### What is needed
Count the lines in the material below that contain the string "rooftop". Give only the number.

### Labeled contour entries

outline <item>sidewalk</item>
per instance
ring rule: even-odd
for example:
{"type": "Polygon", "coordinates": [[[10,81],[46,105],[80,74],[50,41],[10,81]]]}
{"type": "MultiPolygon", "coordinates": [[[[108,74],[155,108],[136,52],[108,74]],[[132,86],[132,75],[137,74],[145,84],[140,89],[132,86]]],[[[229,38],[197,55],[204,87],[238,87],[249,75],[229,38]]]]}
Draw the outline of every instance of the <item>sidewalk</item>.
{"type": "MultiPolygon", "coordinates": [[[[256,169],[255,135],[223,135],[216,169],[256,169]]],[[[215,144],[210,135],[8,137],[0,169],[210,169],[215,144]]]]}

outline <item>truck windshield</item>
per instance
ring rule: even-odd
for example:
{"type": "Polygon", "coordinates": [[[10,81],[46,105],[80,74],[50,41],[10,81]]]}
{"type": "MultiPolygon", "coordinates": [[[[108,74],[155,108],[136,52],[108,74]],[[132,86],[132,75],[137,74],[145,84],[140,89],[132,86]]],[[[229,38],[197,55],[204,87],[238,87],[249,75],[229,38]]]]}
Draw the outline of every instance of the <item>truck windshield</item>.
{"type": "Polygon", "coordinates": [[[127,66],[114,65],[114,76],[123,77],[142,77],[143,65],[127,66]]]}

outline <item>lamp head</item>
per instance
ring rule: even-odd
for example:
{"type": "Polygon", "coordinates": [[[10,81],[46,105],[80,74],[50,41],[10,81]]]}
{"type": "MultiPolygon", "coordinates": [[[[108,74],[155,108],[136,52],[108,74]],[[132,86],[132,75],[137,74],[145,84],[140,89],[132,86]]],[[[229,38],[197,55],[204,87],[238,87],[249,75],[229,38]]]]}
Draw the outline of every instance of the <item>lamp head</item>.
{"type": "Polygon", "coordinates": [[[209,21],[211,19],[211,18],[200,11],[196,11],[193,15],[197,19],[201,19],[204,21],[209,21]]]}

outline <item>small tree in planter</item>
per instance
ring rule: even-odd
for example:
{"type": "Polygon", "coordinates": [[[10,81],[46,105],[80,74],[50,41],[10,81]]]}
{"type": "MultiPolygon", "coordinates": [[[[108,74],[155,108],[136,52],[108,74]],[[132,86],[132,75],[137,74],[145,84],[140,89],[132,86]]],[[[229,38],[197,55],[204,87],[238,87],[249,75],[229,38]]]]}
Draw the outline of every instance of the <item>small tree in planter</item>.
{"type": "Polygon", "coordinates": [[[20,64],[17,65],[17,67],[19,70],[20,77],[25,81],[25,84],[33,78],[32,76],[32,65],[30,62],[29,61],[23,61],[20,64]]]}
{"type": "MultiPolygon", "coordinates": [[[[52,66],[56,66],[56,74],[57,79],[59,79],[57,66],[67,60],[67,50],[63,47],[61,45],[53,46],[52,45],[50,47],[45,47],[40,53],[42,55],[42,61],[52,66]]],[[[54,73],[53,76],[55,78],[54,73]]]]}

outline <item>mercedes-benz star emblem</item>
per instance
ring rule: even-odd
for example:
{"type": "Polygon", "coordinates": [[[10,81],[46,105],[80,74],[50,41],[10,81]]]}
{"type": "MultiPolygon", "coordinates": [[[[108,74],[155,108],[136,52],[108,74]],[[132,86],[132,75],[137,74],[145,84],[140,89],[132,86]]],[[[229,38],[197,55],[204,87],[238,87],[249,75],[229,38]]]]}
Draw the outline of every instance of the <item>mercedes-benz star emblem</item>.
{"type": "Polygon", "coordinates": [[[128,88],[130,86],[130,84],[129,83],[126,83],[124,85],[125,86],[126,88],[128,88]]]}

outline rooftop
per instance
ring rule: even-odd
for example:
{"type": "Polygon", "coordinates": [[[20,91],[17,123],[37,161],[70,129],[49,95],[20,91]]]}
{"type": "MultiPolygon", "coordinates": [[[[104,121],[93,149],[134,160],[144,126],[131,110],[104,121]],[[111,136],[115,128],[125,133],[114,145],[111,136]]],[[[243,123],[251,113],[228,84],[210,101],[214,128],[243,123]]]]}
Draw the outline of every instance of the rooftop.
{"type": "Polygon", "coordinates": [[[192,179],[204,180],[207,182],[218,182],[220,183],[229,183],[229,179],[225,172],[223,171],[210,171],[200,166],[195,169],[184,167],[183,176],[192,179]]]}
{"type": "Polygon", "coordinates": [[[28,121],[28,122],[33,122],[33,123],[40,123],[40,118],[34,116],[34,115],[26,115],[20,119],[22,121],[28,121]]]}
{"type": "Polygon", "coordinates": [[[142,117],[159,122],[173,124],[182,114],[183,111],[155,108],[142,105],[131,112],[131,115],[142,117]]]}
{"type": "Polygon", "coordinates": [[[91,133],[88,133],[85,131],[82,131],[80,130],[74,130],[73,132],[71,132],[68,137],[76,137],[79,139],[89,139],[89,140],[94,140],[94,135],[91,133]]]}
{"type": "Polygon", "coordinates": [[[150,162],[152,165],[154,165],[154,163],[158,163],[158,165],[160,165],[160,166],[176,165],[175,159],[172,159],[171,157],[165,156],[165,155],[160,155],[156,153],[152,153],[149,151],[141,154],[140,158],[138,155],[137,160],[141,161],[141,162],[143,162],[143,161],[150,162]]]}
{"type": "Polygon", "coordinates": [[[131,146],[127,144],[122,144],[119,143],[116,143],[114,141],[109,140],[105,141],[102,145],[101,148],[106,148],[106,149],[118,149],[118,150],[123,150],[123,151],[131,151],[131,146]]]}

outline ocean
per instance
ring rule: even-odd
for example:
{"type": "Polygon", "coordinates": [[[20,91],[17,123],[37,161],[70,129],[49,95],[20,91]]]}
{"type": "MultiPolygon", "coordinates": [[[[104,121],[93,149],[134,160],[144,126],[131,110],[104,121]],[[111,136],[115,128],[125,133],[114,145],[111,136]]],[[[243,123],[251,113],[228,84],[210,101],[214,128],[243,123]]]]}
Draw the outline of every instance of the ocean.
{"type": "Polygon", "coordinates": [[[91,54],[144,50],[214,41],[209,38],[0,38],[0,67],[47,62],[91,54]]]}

### Exercise response
2